*The task:* Look below for the line with "Task: pick out every instance of the bumblebee". Extract that line and each one after it through the last, word for word.
----- Listing -----
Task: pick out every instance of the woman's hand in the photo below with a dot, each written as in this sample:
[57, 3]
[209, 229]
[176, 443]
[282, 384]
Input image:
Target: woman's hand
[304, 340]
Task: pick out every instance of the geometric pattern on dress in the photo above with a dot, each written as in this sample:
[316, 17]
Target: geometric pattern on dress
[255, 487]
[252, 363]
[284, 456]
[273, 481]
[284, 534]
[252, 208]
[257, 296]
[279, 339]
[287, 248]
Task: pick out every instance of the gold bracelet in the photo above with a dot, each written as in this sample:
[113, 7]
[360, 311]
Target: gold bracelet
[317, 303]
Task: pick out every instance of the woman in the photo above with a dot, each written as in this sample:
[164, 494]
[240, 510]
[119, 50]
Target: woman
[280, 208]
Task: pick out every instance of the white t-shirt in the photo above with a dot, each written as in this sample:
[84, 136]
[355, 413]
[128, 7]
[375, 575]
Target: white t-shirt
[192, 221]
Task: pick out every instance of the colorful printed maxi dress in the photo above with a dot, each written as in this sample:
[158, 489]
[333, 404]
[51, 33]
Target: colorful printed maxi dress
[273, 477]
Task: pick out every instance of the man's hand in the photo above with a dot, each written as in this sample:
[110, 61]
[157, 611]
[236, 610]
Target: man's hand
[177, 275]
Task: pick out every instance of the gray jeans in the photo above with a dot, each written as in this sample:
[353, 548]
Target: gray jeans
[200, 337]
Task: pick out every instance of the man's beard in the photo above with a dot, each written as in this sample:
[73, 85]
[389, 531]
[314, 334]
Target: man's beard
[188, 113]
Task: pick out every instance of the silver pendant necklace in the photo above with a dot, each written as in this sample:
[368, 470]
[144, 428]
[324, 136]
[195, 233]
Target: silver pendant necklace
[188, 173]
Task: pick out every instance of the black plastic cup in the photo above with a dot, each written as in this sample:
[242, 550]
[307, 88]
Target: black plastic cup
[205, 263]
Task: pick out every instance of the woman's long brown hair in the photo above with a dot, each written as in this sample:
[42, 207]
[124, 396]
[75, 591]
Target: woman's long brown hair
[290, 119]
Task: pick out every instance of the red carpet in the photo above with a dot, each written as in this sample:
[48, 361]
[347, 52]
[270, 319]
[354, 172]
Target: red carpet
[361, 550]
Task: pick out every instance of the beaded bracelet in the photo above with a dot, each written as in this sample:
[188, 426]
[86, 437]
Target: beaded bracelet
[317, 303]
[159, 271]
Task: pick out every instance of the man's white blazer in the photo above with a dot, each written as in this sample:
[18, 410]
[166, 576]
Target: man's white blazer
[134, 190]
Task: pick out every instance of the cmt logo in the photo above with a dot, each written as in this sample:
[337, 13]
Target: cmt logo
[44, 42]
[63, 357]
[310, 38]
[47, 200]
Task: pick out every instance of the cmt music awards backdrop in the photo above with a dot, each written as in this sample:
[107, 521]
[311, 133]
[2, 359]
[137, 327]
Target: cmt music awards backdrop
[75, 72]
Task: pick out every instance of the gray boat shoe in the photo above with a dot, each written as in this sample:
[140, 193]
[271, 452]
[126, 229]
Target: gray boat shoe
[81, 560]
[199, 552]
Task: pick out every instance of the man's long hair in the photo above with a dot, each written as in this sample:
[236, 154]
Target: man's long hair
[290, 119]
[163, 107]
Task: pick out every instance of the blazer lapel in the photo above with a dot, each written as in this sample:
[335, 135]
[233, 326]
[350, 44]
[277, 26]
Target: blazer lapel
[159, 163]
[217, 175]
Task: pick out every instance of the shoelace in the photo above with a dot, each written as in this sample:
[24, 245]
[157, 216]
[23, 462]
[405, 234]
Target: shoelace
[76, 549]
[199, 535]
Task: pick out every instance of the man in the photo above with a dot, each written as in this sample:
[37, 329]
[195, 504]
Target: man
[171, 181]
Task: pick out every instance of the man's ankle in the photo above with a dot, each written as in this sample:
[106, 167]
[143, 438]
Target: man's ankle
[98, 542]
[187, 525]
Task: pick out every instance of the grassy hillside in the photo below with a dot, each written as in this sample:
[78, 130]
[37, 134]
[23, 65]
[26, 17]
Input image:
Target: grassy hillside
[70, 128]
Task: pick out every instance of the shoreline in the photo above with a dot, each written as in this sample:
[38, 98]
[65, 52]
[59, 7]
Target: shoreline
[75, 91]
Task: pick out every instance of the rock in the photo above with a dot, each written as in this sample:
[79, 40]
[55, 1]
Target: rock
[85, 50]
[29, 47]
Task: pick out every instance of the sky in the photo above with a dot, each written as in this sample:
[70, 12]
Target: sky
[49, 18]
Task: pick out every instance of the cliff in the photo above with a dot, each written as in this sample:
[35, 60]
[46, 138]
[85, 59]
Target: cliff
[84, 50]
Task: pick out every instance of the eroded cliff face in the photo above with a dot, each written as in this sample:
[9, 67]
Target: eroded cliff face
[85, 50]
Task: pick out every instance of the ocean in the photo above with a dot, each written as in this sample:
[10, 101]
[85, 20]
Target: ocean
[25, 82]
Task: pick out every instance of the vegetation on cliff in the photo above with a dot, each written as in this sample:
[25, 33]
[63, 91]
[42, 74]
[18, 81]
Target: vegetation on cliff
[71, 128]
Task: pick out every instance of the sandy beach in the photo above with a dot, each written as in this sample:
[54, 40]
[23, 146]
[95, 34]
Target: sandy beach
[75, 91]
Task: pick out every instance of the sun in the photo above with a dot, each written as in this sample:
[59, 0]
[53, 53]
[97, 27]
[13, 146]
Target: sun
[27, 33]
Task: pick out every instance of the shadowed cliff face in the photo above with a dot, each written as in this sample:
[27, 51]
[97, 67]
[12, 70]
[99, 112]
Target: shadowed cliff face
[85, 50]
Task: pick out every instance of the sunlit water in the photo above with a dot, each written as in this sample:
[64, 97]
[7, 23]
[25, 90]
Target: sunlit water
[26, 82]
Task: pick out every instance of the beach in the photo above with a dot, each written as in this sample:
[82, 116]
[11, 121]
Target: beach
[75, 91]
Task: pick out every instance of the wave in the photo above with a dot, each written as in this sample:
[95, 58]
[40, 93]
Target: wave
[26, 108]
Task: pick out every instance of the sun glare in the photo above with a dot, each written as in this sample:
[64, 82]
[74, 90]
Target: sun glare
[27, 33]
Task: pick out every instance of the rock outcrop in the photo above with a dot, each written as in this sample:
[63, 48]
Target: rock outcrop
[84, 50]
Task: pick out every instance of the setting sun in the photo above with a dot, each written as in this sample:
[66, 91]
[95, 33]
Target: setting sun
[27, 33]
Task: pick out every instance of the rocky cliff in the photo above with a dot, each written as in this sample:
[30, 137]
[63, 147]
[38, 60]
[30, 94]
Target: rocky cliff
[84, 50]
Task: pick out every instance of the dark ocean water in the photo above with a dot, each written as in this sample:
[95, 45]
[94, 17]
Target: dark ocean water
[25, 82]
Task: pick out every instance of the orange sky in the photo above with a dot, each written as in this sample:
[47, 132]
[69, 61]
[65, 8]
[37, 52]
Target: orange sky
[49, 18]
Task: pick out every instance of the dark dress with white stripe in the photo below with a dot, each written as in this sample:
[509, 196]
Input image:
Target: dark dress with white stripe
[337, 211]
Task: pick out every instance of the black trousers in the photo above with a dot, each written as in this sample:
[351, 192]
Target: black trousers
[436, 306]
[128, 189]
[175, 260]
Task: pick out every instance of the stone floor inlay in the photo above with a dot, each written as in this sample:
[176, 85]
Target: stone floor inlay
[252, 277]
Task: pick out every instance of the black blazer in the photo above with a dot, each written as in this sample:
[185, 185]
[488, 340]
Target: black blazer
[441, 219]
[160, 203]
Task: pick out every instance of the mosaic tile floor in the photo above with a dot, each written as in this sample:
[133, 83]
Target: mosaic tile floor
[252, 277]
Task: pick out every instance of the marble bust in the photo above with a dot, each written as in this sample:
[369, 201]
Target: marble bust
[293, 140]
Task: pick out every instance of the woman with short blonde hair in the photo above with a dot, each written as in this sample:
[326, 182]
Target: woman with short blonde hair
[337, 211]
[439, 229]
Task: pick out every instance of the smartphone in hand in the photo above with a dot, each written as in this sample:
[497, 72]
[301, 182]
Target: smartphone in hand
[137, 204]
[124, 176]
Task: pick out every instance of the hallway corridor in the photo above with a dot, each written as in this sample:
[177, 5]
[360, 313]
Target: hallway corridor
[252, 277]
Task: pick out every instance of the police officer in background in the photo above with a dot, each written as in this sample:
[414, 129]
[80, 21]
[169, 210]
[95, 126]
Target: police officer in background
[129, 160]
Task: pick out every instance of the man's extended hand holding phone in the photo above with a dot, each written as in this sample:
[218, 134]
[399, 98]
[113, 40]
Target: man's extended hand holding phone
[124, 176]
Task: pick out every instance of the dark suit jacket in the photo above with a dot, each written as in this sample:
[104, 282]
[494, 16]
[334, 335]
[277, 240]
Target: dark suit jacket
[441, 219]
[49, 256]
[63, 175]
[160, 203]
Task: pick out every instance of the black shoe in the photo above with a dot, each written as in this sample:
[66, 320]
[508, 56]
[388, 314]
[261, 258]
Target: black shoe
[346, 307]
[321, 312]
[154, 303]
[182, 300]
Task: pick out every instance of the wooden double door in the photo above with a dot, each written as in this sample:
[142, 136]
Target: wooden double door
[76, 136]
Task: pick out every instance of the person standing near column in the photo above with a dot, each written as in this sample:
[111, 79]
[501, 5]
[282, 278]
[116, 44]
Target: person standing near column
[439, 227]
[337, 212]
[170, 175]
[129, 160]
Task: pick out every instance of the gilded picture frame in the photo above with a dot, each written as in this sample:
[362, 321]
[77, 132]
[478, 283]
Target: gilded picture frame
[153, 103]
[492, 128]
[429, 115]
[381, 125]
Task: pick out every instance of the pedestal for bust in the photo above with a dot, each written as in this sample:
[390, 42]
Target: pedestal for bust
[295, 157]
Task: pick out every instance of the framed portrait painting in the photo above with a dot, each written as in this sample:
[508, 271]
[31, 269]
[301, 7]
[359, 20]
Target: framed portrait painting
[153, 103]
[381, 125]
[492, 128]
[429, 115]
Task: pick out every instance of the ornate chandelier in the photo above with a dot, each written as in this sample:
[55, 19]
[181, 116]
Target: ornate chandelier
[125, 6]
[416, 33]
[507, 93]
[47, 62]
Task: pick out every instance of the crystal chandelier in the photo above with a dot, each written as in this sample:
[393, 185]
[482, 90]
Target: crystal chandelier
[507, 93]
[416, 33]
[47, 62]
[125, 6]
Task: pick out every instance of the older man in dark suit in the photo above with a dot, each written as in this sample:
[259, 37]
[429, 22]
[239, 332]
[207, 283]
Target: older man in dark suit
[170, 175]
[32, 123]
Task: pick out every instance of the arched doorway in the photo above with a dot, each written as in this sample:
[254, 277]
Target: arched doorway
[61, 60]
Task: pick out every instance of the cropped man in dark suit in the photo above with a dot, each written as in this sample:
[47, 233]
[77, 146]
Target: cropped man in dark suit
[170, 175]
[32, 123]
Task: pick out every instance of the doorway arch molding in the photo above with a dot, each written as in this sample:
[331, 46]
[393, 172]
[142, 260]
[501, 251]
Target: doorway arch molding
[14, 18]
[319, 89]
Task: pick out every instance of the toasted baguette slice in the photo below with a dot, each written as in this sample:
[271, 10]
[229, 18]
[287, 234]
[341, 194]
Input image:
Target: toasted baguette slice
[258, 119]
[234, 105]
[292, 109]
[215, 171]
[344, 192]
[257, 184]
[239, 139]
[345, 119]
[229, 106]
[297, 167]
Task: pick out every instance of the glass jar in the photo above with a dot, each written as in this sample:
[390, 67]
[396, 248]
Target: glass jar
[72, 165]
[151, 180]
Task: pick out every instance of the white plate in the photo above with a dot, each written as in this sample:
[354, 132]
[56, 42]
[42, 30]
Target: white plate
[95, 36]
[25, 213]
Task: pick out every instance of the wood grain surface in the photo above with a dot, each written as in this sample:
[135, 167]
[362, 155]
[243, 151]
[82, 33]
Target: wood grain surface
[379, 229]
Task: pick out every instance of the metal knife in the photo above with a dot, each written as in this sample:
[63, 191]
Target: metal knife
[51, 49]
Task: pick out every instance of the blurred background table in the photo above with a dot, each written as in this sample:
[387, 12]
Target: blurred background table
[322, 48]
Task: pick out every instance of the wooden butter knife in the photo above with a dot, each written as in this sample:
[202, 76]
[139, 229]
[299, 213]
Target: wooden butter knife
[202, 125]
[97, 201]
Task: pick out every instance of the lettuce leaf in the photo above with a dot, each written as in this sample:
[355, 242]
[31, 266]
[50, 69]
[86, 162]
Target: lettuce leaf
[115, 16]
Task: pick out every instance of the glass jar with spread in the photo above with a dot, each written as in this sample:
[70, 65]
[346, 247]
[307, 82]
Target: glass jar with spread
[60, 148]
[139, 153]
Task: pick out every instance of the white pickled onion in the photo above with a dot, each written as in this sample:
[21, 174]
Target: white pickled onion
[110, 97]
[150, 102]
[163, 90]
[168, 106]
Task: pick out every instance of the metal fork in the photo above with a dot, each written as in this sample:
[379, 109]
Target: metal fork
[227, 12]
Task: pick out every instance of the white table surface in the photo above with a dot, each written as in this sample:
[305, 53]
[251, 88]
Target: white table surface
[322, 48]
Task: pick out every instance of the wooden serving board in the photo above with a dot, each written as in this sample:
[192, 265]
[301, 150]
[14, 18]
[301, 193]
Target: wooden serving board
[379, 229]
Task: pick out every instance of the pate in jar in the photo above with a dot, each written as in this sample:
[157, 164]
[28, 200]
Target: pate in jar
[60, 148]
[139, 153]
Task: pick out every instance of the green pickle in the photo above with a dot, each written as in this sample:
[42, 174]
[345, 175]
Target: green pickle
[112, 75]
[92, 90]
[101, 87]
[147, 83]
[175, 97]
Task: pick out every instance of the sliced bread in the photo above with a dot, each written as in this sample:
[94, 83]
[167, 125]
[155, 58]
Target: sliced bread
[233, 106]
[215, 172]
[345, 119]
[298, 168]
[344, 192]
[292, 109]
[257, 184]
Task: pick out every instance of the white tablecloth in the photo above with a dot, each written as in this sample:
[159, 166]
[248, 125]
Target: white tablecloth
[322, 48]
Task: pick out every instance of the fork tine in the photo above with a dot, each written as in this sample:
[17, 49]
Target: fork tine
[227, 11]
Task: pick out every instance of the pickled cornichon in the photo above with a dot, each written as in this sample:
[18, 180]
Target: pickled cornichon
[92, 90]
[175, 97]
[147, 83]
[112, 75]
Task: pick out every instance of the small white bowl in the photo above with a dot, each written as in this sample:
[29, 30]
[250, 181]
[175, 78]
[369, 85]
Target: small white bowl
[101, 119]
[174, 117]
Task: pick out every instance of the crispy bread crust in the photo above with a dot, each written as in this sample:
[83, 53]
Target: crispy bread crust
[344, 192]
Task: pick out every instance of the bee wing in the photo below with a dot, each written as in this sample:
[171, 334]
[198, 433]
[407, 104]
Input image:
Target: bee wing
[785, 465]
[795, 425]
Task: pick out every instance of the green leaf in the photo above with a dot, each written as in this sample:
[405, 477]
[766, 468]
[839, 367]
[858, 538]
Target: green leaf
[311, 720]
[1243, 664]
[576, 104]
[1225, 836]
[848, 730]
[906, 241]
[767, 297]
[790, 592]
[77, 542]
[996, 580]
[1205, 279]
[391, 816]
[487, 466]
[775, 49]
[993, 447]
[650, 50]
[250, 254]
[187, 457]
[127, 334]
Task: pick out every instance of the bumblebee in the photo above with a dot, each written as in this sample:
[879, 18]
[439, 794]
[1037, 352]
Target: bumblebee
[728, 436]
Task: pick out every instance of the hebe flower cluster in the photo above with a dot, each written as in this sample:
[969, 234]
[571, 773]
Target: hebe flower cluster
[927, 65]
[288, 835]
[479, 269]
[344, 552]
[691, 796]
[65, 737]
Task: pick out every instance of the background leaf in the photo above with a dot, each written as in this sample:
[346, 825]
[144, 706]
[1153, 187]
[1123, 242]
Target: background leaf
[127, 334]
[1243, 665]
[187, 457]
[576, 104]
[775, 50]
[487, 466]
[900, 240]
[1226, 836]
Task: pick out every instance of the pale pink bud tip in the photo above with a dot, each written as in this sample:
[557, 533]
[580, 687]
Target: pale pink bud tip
-----
*Written reply:*
Task: pick out every instance of the bumblebee in the photo above with a dot, each written as in this sample:
[879, 18]
[439, 794]
[1037, 352]
Target: bumblebee
[728, 436]
Task: pick out every instance of the hebe flower cluster in the photo above with a dot, each written as in this sample:
[969, 234]
[571, 773]
Target: hebe flower cluster
[927, 65]
[288, 835]
[479, 269]
[344, 552]
[691, 796]
[65, 737]
Task: pick out every instance of the background leaf in the photo above with a dot, each written as in this sample:
[346, 825]
[144, 706]
[1153, 187]
[1123, 242]
Target: background leaf
[127, 334]
[1243, 665]
[187, 457]
[576, 104]
[775, 50]
[487, 466]
[900, 240]
[1226, 836]
Task: pick out every instance of the pale pink bud tip in the photo above with a dot, each written as in this sample:
[557, 533]
[580, 687]
Target: pale pink bud tip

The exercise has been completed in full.